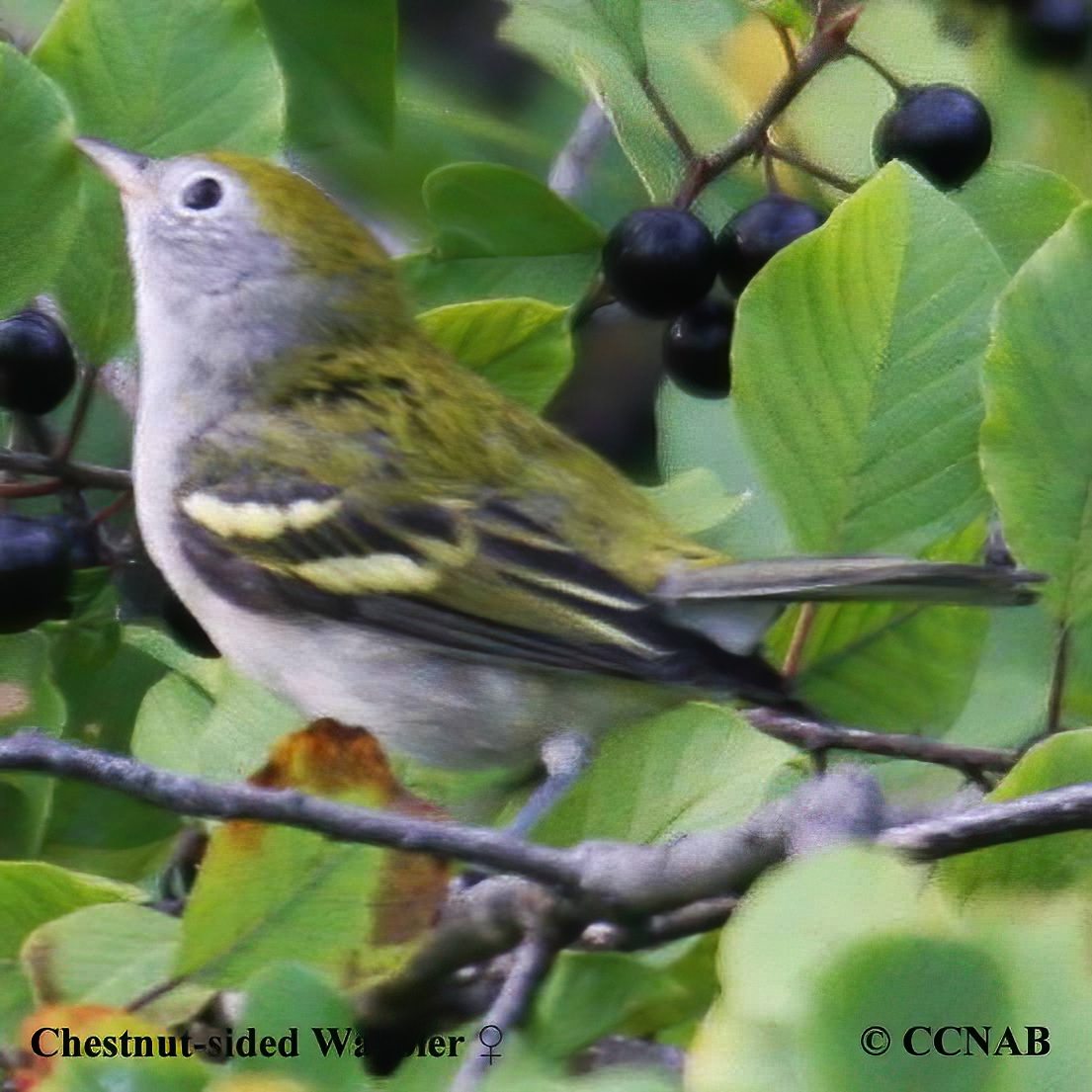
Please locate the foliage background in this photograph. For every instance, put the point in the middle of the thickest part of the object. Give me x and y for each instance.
(866, 357)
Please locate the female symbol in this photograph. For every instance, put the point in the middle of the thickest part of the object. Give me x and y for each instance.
(495, 1033)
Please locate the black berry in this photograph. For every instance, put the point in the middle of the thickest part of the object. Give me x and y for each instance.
(758, 231)
(940, 130)
(38, 367)
(659, 261)
(186, 630)
(35, 565)
(696, 350)
(1054, 32)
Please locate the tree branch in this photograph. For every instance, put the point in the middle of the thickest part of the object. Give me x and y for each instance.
(1050, 812)
(81, 474)
(827, 44)
(186, 795)
(532, 963)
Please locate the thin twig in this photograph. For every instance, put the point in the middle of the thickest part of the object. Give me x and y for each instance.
(1058, 682)
(531, 965)
(19, 490)
(118, 505)
(787, 43)
(1050, 812)
(828, 44)
(79, 415)
(893, 82)
(813, 737)
(700, 916)
(82, 474)
(666, 118)
(803, 623)
(801, 163)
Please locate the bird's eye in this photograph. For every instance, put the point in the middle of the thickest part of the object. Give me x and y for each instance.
(204, 194)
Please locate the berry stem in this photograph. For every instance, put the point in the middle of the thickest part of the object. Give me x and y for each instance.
(801, 163)
(787, 43)
(803, 622)
(896, 85)
(79, 415)
(118, 505)
(1057, 682)
(829, 43)
(666, 118)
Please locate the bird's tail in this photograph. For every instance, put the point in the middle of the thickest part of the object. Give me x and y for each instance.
(734, 605)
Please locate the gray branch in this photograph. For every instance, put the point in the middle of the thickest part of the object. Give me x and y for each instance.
(80, 474)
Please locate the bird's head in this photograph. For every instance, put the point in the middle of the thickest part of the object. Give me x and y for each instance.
(224, 237)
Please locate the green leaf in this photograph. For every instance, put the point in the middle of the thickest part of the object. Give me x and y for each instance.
(623, 20)
(554, 279)
(572, 40)
(695, 500)
(856, 355)
(337, 58)
(352, 911)
(520, 345)
(501, 232)
(29, 697)
(111, 955)
(706, 434)
(92, 828)
(33, 892)
(485, 210)
(219, 725)
(1018, 207)
(284, 996)
(897, 983)
(694, 768)
(159, 76)
(40, 185)
(1043, 864)
(787, 13)
(1037, 440)
(589, 995)
(772, 954)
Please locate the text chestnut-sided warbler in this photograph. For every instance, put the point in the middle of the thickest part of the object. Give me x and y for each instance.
(376, 533)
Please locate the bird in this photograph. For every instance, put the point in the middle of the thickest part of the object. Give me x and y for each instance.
(380, 537)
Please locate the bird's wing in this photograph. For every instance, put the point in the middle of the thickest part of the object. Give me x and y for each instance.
(466, 569)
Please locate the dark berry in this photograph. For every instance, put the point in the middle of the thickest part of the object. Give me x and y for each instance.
(940, 130)
(659, 261)
(35, 565)
(186, 630)
(696, 350)
(758, 231)
(38, 367)
(1054, 32)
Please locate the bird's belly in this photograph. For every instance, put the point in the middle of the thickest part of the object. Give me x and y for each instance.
(439, 708)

__Work instructions__:
Extract every line of the data exactly; pictures stay out.

__Written solution__:
Please locate the foliage background in this photograph. For every instance, put the point in the middle of the thickest part of the object. Give me x and y for each instance.
(866, 357)
Please locate the female symbol in this photograph. For every instance, put the point in the middle of the thickest part of the object. Give me x and y for each instance.
(495, 1033)
Please locate the black berry in this photograph. For every instance, put the point in the middle of the thickest part of the object. Give me x and y for each instance.
(758, 231)
(940, 130)
(38, 367)
(659, 261)
(186, 630)
(35, 565)
(696, 350)
(1054, 32)
Please locate the tree branch in this photograph. For every instance, put the point in the middle of the thickest part of the object. Give me x and y for each instance.
(1050, 812)
(81, 474)
(827, 44)
(186, 795)
(532, 963)
Please locate the thin twig in this photograph. For every instance, put the point in the middle of the thickest part of the object. Give me x and y for each instance.
(1058, 682)
(531, 965)
(19, 490)
(118, 505)
(787, 43)
(1050, 812)
(828, 44)
(79, 415)
(893, 82)
(813, 737)
(700, 916)
(82, 474)
(666, 118)
(803, 623)
(801, 163)
Please locate the bird's eye in this photograph. For every instance, put the point in the middle of the thickest part of the object. Give me x and y for each instance.
(204, 194)
Please locate the berry stem in this photograph. For every instance, put the point in the middle of the thickest part of the object. Give me x and y for each instance.
(801, 163)
(787, 43)
(803, 622)
(896, 85)
(79, 415)
(118, 505)
(1057, 682)
(829, 43)
(666, 118)
Please locate the bird's tail in this photograph. For every instance, put the point in the middle of the thickest part of the object. Give me x and y for each instance.
(734, 605)
Please locate the gray branch in this photograph. For every instance, put the point in the middle of the thickest part of the object. Give me x and y for each instance.
(80, 474)
Please locate the bird's head in this photograph. For every instance, put the point in the middle of the thickest part of the object. Give me x and y for each instance.
(224, 237)
Please locate the green leaf in this photograph. For every instance, put the point in the middle of the thickest part of the object. Give me x and y for each instance.
(623, 20)
(554, 279)
(572, 40)
(695, 500)
(856, 355)
(337, 58)
(352, 911)
(520, 345)
(501, 232)
(29, 697)
(111, 955)
(706, 434)
(92, 828)
(33, 892)
(485, 210)
(219, 725)
(1018, 207)
(284, 996)
(897, 983)
(694, 768)
(159, 76)
(40, 185)
(1043, 864)
(787, 13)
(1037, 440)
(589, 995)
(772, 954)
Please locate the text chestnut-sided warbler in this photograph. For every instance, put the point in the middle of the thickest part of the object. Give me x and y for each instance.
(376, 533)
Please locate the bird in this photograph. For every instance, put the point in the middle of the thickest part of the object. Give me x and y for each instance.
(380, 537)
Please locate the bird's wing in this photograph. For every instance, put the point in the middle of the thickest part of the object. Give me x and y for each instance.
(466, 569)
Please locate the dark berry in this photograph. For every instance, put the point in the middle of the thickest part of the object. Give me x and y for each instance.
(940, 130)
(659, 261)
(35, 565)
(186, 630)
(696, 350)
(758, 231)
(38, 367)
(1054, 32)
Please locate the bird's belly in this photograph. For every instance, put the point in the middle of the thickest part of the object. Give me x and y for each instance.
(439, 708)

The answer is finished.